### [Source]
-=-=-=-=-
MILITANTISME QUEER ET ANTIRACISME

Réflexions d’une intersectionée

Une danse lors du festival Koovagam
Chaque année, les personnes travesties et trans* sont célébrées durant le festival Koovagam en Inde

Comme pour beaucoup de personnes non-blanches vivant dans le Nord global, ma queerness et ma racialisation ont de la peine à cohabiter intimement et politiquement. Cette tension m’interroge. Est-ce dû à une problématique individuelle, une sorte de défaut ? Ou est-ce le symptôme du système complexe des rapports de pouvoir qui, en structurant le monde, me structure également. Probablement un mélange des deux.
Cela a évidemment des conséquences sur mon bien-être mais aussi sur ma manière d’être au monde est donc de militer. Je vous propose donc quelques réflexions en vrac pour lesquelles il manque encore un fil rouge net et précis. Même si ce ne sont pour l’instant que quelques zones de lumières dans un espace sombre, il me semble intéressant de les partager avec vous pour qu’ensemble, collectivement, nous tentions de faire lumière.

Soyons #woke et luttons contre le racisme et les LGBTQIA+-phobies en même temps !
Une compréhension simpliste de l’intersectionalité pourrait professer que cette tension pourrait se résorber en luttant contre les LGBTQIA+-phobies et le racisme en même temps. Si nous le disons et le pensons assez fort, les réponses politiques adéquates apparaîtront comme par magie. Néanmoins, l’on constate des résistances du côté des luttes antiracistes et décoloniales où le combat pour l’émancipation des personnes LGBTQIA+ a pu être perçu et même attaqué comme une forme d’impérialisme supplémentaire.
-=-=-=-=-
### [Énoncé rédigé 1]
Selon le texte sur le militantisme queer et l'antiracisme, pourquoi ces réflexions sont-elles partagées alors qu'il leur manque encore un fil rouge net et précis ? Répondez en une à trois phrases.
### [Énoncé rédigé 2]
Recopiez fidèlement le passage du texte sur le militantisme queer et l'antiracisme qui commence par les mots contenant « MILITANTISME QUEER ET » et se termine par « mélange des deux. ».
### [Énoncé rédigé 3]
Rédigez la suite du texte sur le militantisme queer et l'antiracisme à partir de l'endroit où il s'arrête.
Les lignes qui suivent n'ont aucun rapport avec le texte.
-=-=-=-=-
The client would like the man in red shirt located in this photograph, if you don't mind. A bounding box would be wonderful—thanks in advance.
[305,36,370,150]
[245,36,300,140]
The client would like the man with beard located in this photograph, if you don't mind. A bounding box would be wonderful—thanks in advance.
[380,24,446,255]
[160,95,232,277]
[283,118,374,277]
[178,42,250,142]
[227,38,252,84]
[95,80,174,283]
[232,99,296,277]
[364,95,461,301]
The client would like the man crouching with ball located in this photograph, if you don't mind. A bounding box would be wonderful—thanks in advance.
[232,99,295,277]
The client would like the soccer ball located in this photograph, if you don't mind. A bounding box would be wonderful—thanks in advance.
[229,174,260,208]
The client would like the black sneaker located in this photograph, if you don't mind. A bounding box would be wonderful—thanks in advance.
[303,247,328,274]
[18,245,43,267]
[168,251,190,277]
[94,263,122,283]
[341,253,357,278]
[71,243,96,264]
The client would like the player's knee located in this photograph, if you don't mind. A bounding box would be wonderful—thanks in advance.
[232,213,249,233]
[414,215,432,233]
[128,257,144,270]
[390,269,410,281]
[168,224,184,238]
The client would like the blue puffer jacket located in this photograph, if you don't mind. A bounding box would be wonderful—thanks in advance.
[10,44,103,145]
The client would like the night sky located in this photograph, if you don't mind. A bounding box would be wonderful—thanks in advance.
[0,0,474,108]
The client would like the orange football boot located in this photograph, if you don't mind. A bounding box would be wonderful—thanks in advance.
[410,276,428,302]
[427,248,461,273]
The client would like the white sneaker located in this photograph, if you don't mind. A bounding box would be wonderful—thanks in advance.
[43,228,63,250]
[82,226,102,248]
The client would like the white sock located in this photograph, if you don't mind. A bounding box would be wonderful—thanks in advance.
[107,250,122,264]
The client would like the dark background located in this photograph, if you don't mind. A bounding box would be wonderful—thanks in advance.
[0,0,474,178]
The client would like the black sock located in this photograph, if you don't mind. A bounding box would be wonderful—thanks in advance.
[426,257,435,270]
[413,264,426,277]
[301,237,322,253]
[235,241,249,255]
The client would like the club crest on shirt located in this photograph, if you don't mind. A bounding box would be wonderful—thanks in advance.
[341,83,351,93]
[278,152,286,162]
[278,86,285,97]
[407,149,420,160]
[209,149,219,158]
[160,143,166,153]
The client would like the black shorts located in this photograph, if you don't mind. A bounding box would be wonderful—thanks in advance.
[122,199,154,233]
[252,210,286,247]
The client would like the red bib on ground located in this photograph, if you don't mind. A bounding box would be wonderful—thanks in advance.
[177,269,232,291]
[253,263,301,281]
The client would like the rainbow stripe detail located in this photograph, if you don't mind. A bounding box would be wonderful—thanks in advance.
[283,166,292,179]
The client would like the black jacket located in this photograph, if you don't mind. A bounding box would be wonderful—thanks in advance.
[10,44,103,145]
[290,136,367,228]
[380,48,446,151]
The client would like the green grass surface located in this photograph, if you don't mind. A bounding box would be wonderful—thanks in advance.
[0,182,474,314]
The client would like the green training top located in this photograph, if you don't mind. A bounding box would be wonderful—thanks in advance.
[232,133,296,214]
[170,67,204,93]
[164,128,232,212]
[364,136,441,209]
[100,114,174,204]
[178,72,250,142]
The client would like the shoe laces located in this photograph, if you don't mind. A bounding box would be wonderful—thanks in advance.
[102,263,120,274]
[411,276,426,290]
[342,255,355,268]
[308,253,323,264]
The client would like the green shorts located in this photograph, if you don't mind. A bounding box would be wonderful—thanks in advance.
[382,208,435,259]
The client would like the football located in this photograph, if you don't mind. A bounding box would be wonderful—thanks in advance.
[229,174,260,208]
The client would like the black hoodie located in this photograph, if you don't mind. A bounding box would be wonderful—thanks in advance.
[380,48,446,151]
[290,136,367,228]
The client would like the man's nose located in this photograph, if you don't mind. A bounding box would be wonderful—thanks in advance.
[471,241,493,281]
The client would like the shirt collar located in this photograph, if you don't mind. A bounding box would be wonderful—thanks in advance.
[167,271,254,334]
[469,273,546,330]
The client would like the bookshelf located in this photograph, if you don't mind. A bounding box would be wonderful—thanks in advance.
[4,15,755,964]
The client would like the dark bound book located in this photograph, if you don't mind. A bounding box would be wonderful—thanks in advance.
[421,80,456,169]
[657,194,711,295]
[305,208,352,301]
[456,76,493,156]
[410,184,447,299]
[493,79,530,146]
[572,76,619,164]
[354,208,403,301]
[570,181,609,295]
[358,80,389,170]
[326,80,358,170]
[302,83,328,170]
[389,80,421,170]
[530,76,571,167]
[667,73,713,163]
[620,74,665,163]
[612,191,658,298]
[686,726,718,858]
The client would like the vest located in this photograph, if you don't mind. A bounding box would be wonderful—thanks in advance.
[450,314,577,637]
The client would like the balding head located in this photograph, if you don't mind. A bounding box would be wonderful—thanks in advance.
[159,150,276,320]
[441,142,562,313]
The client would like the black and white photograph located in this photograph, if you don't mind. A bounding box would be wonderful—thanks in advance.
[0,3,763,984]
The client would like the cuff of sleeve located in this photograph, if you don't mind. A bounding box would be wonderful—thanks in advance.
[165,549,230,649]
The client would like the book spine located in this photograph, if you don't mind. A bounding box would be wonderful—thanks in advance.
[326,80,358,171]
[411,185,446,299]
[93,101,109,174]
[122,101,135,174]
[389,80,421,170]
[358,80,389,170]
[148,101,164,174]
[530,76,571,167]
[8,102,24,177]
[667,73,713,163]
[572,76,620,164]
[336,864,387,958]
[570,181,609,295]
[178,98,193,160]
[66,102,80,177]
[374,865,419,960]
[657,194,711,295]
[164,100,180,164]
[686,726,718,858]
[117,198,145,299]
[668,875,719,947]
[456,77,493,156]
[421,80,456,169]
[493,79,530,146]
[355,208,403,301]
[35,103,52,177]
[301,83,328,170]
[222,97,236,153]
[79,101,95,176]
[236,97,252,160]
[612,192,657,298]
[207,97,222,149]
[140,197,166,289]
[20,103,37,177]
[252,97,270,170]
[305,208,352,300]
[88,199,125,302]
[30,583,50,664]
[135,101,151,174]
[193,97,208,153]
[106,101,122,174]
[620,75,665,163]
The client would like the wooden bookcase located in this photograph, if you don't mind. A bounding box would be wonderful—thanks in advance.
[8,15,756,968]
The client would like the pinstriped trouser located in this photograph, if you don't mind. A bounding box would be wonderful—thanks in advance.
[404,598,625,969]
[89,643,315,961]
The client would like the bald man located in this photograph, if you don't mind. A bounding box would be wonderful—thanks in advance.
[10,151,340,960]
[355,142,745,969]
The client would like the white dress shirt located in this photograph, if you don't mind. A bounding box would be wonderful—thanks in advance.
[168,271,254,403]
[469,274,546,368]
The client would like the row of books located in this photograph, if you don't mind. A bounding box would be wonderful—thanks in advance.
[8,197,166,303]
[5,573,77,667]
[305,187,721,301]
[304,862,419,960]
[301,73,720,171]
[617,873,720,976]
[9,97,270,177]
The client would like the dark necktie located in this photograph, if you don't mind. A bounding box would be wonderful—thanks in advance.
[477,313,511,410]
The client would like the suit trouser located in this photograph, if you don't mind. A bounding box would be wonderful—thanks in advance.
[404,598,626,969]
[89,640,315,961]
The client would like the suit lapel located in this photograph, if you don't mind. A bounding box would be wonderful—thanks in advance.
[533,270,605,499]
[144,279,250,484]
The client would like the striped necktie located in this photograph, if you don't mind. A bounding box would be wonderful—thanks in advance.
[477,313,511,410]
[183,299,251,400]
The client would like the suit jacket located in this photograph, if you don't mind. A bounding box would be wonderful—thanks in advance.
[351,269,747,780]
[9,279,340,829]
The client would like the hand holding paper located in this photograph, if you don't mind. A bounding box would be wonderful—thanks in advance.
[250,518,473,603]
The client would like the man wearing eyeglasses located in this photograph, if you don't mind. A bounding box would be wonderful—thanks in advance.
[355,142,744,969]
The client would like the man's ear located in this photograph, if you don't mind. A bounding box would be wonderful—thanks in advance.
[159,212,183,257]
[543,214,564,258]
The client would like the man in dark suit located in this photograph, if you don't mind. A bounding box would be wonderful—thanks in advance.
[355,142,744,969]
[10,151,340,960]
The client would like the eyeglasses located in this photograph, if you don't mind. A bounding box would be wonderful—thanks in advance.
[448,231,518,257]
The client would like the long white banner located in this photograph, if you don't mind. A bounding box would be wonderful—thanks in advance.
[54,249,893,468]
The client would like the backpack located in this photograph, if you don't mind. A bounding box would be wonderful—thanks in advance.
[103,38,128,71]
-=-=-=-=-
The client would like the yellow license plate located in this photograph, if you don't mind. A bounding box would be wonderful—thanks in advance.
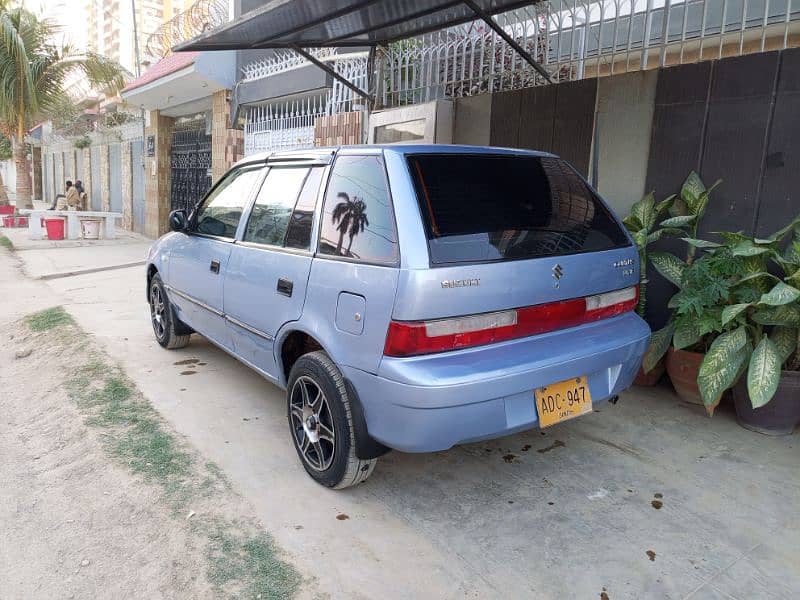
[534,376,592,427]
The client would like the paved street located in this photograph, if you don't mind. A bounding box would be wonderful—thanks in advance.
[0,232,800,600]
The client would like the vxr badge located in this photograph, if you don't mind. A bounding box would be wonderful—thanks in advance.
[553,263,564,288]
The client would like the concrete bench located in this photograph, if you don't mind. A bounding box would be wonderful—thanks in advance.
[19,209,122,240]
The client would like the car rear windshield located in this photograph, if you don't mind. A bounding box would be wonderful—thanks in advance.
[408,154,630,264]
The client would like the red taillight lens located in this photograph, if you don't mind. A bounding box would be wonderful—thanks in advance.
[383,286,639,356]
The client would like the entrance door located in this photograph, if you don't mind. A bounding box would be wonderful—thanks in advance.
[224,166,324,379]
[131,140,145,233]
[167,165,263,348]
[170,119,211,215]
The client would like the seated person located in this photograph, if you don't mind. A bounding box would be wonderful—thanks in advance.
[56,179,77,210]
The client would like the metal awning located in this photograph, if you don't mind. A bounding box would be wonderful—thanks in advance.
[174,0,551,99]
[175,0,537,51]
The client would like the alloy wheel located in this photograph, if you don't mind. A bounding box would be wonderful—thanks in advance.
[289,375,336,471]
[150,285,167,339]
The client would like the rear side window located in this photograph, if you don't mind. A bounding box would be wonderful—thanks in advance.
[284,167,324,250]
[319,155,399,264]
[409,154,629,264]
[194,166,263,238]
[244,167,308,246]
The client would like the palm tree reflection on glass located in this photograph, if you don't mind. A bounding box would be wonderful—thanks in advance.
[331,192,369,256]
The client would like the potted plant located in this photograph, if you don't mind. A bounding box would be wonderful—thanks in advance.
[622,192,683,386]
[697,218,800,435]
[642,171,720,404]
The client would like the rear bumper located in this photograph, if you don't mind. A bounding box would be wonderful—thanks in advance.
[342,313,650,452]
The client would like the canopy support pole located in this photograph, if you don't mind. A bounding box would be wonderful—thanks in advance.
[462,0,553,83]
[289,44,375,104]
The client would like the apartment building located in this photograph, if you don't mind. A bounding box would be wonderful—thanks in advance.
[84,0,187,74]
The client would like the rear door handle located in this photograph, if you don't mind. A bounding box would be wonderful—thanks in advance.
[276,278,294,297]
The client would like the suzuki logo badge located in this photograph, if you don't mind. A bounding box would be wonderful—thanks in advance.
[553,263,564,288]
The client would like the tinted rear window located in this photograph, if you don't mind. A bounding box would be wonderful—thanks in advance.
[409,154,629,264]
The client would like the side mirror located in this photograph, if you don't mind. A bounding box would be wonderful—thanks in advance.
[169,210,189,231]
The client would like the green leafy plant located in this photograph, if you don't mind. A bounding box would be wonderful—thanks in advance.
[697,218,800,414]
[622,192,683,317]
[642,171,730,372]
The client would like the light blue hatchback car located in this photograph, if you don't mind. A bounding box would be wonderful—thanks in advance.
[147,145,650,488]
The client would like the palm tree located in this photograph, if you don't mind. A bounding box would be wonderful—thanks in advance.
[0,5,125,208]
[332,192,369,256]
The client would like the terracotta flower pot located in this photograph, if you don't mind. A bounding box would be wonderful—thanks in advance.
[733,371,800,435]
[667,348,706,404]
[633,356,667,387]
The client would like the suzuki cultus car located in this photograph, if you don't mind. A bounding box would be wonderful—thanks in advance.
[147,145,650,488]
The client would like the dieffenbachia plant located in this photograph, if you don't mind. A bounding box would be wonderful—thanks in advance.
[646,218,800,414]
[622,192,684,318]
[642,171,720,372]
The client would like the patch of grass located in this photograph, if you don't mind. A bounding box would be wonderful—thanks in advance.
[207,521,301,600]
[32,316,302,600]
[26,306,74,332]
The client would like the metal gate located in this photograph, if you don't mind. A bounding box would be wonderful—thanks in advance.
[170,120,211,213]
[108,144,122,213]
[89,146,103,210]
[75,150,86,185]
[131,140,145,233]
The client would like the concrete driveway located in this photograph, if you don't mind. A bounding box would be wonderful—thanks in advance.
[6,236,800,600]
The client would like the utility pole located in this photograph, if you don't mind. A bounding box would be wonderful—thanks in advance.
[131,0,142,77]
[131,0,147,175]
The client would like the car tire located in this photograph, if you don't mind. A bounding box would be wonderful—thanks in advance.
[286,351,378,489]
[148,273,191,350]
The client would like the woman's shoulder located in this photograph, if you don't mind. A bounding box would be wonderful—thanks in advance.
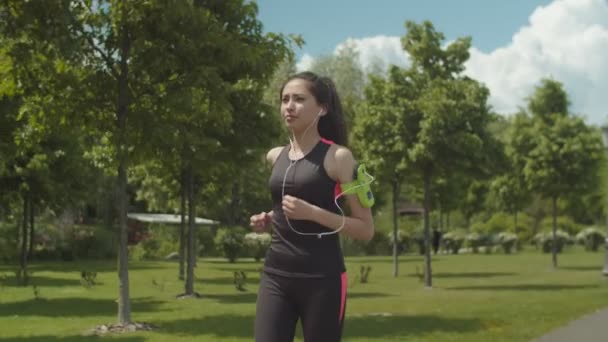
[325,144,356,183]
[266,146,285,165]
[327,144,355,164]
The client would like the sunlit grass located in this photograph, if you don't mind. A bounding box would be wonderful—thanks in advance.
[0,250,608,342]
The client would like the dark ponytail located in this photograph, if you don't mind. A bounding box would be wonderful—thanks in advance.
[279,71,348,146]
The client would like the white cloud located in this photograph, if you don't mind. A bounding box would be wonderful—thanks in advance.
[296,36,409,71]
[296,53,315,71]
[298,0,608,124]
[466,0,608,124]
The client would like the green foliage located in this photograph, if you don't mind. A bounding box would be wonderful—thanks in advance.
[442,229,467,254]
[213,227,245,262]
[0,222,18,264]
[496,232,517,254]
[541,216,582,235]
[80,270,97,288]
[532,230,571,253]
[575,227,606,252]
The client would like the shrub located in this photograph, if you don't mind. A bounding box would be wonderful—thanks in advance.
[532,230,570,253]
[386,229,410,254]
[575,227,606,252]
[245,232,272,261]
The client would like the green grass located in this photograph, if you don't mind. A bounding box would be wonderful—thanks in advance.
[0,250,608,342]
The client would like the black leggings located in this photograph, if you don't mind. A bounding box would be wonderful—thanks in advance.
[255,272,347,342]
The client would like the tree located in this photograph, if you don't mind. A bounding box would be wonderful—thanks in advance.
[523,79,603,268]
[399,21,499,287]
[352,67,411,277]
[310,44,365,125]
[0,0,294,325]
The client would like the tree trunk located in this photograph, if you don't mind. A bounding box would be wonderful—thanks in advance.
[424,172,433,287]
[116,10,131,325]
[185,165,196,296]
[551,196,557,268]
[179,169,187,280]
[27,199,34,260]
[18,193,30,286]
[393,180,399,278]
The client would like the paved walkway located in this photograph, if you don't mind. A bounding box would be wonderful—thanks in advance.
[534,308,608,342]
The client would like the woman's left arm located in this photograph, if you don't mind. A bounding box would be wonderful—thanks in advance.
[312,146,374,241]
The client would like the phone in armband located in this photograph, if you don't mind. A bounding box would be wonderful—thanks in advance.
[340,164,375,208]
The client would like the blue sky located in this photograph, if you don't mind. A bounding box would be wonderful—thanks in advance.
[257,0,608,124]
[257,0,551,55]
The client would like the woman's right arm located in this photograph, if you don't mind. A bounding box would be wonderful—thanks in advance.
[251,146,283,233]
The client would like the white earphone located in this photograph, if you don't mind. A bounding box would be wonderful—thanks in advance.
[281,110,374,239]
-=-=-=-=-
### [Résultat final 1]
Même si ce ne sont encore que quelques zones de lumière dans un espace sombre, il semble intéressant de les partager. Ainsi, ensemble et collectivement, on peut tenter de faire la lumière.

### [Résultat final 2]
MILITANTISME QUEER ET ANTIRACISME

Réflexions d’une intersectionée

Une danse lors du festival Koovagam
Chaque année, les personnes travesties et trans* sont célébrées durant le festival Koovagam en Inde

Comme pour beaucoup de personnes non-blanches vivant dans le Nord global, ma queerness et ma racialisation ont de la peine à cohabiter intimement et politiquement. Cette tension m’interroge. Est-ce dû à une problématique individuelle, une sorte de défaut ? Ou est-ce le symptôme du système complexe des rapports de pouvoir qui, en structurant le monde, me structure également. Probablement un mélange des deux.

### [Résultat final 3]
Le concept d’homonationalisme (voir article « Instrumentalisation raciste des mouvements LGBTQIA+« ) est un outil d’analyse qui permet de mieux comprendre les dynamiques en jeu. L’un des enjeux importants en est la croyance que la tolérance envers les personnes LGBTQIA+ est un produit de la modernité occidentale et qu’avec le temps, les sociétés, dans un processus linéaire, trouveront la lumière et ainsi l’acceptation des personnes déviantes de la norme cishétéropatriarcale.

Cette croyance pose plusieurs problèmes : notamment l’invisibilisation des identités déviantes de genre pré-coloniales, la réification du concept LGBTQIA+ devenant de facto la seule manière de penser les identités déviantes de la norme de genre et l’effacement du rôle des mouvements de libération LGBTQIA+ dans les luttes gagnées ces dernières décennies.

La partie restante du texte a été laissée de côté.